Material:

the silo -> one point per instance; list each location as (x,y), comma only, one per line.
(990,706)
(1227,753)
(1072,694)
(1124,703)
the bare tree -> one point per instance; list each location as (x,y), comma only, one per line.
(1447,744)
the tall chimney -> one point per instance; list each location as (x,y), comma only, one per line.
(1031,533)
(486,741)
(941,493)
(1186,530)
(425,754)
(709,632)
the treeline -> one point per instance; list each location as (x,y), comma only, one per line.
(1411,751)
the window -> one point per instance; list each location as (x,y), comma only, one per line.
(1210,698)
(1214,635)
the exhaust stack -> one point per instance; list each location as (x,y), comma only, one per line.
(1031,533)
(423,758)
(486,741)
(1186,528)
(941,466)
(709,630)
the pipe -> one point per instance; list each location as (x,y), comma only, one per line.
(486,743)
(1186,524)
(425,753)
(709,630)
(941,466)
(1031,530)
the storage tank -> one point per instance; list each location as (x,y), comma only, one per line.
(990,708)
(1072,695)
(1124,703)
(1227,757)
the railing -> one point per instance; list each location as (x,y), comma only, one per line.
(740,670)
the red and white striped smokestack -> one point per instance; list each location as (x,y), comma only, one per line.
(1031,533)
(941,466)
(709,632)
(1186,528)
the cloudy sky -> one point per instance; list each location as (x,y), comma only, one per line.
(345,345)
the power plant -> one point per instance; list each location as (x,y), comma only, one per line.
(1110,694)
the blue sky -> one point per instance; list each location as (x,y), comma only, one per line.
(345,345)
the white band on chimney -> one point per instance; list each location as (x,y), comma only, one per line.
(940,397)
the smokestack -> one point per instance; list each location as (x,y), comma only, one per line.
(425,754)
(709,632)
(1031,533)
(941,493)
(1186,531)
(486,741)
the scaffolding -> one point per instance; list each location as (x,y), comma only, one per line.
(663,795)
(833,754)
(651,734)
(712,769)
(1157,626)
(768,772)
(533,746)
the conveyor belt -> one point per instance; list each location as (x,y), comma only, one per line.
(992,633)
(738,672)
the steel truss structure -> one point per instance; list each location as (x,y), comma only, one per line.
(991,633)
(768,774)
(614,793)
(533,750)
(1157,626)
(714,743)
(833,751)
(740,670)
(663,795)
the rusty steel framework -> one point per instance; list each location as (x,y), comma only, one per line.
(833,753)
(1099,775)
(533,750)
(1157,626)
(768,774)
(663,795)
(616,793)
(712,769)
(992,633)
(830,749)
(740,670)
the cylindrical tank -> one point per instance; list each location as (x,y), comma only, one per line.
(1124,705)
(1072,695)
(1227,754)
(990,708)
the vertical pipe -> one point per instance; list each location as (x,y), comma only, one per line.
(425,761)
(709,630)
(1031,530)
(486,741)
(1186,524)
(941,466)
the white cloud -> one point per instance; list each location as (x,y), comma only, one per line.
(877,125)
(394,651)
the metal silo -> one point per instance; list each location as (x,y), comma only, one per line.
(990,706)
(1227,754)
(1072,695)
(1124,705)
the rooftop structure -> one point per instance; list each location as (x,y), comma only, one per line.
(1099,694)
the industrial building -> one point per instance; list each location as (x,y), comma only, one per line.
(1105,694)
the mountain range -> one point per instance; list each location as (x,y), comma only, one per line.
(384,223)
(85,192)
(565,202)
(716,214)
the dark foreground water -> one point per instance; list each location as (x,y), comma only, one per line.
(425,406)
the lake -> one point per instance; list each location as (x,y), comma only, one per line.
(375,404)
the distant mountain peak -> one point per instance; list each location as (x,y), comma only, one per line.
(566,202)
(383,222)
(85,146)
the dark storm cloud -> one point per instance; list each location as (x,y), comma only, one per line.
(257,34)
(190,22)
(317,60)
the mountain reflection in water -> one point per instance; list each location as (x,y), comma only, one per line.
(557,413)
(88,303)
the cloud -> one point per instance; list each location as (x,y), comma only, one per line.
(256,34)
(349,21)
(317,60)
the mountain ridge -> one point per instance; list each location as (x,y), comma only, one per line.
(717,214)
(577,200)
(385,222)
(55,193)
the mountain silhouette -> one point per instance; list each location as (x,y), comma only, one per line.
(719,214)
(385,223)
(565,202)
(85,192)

Directive: Rewrite all the rows above, replacing "one point per instance" with "a single point for each instance" wherever it occurs and leaving everything else unchanged.

Solution for this task:
the silo -> a single point for each instance; list each location as (x,y), comma only, one per line.
(990,706)
(1227,753)
(1072,694)
(1124,703)
the bare tree -> a single point for each instance; list each location as (x,y), comma only, one per line.
(1447,744)
the tall chimney -> a single point for each instance; list each location as (x,y), comma only, one per line.
(1031,533)
(486,741)
(941,493)
(1186,530)
(425,754)
(709,632)
the treeline -> a single point for each instance; list each location as (x,y), comma only, one per line.
(1411,751)
the window -> a single point for each instance; list each location as (x,y), comma only, one per line.
(1210,698)
(1214,635)
the exhaust stack -> a single point for each instance; list each location as (x,y), comma only, one per line.
(1031,533)
(423,758)
(486,741)
(1186,528)
(941,466)
(709,630)
the pipe -> a single point for each instance; list each location as (x,y), comma only, one per line.
(486,743)
(1186,524)
(425,753)
(709,630)
(941,466)
(1031,530)
the storage tank -> a single point for each instance; list each location as (x,y), comma only, one per line.
(990,708)
(1072,695)
(1124,703)
(1227,757)
the railing -> a single point for each instance; list each location as (x,y), comma only, one per line.
(740,670)
the red and white striped smokestack -> a single point for each instance; list each location as (x,y), comma only, one per line.
(1031,533)
(941,466)
(709,632)
(1186,528)
the cloudy sky -> a single point for each instance; list each location as (x,y), comma only, one per line.
(345,345)
the power plant -> a single point for each instance; list each location as (x,y), comma only, one per line.
(1110,694)
the blue sky -> a single point for each instance; list each location as (x,y), comma only, one per line.
(345,345)
the white band on chimney -> a single point for each instance; list each location as (x,y), comma only, one per line.
(940,397)
the smokestack -> a single point for each instance; list each location as (x,y), comma only, one per line.
(425,754)
(709,632)
(1031,533)
(941,493)
(1186,531)
(486,741)
the scaffolding -> a single point for each instance; list each location as (x,y), comma only, one per line.
(663,795)
(833,754)
(651,734)
(712,769)
(1157,626)
(768,772)
(533,746)
the conveyor belt -> a single point for each instance; list each location as (x,y), comma only, one per line.
(992,633)
(738,672)
the steel truss structure -> a single point for each instance; list each location as (x,y), comma only, one per line.
(991,633)
(768,774)
(614,793)
(533,750)
(1157,626)
(714,743)
(833,751)
(740,670)
(663,795)
the rusty steel framework -> a single point for each instance; list each location as (x,y), comma only, one per line.
(833,753)
(1099,775)
(533,750)
(1157,626)
(768,774)
(663,795)
(616,793)
(712,769)
(992,633)
(830,749)
(740,670)
the cylindrical tank -> a single point for each instance; list each location as (x,y), comma only, one per line.
(1124,705)
(1072,695)
(1227,754)
(990,708)
the vertical pipe -> a single point for each instance; list each location as (x,y), comma only, one per line.
(425,761)
(709,630)
(1031,530)
(486,741)
(1186,524)
(941,466)
the white cloud -> a single point for each instance; list each location as (x,y), comma only, one per line.
(877,125)
(394,651)
the metal silo -> a single point for each instance; list each location as (x,y), comma only, one per line.
(990,706)
(1227,754)
(1072,695)
(1124,705)
the rooftop structure -> a single point for each instance; list each location as (x,y), comma only, one per line.
(1099,694)
the industrial building -> a single point for each instance; list each location as (x,y), comma only, one per line.
(1105,694)
the mountain range -> a single point for each instance; list each location as (x,y), comma only, one per line.
(384,223)
(85,192)
(565,202)
(716,214)
the dark foreground water -> a single point for each instance; list each location as (x,y), comma only, one per line.
(425,406)
the lake -> a single point for each instance; list each location as (x,y), comma only, one per line.
(375,404)
the distant mountain peak -> a single point for each instance; list each location as (x,y), comma only, one per line.
(566,202)
(383,222)
(85,146)
the dark storm cloud -> a single point for each instance; list each location as (x,y), comma only, one per line.
(257,34)
(190,22)
(317,60)
the mountain reflection in water -> a single point for each instance; list each location as (x,y), comma only, one per line.
(557,413)
(88,303)
the cloud -> a single point for each instance; list each location as (x,y), comma only, one per line.
(256,34)
(349,21)
(317,60)
the mountain ridge -> a single point for each instance; list each location as (x,y), comma only, one per line.
(717,214)
(577,200)
(385,222)
(55,193)
the mountain silhouette -> a single point for each instance; list each location as (x,y), comma only, one per line.
(719,214)
(385,223)
(565,202)
(85,192)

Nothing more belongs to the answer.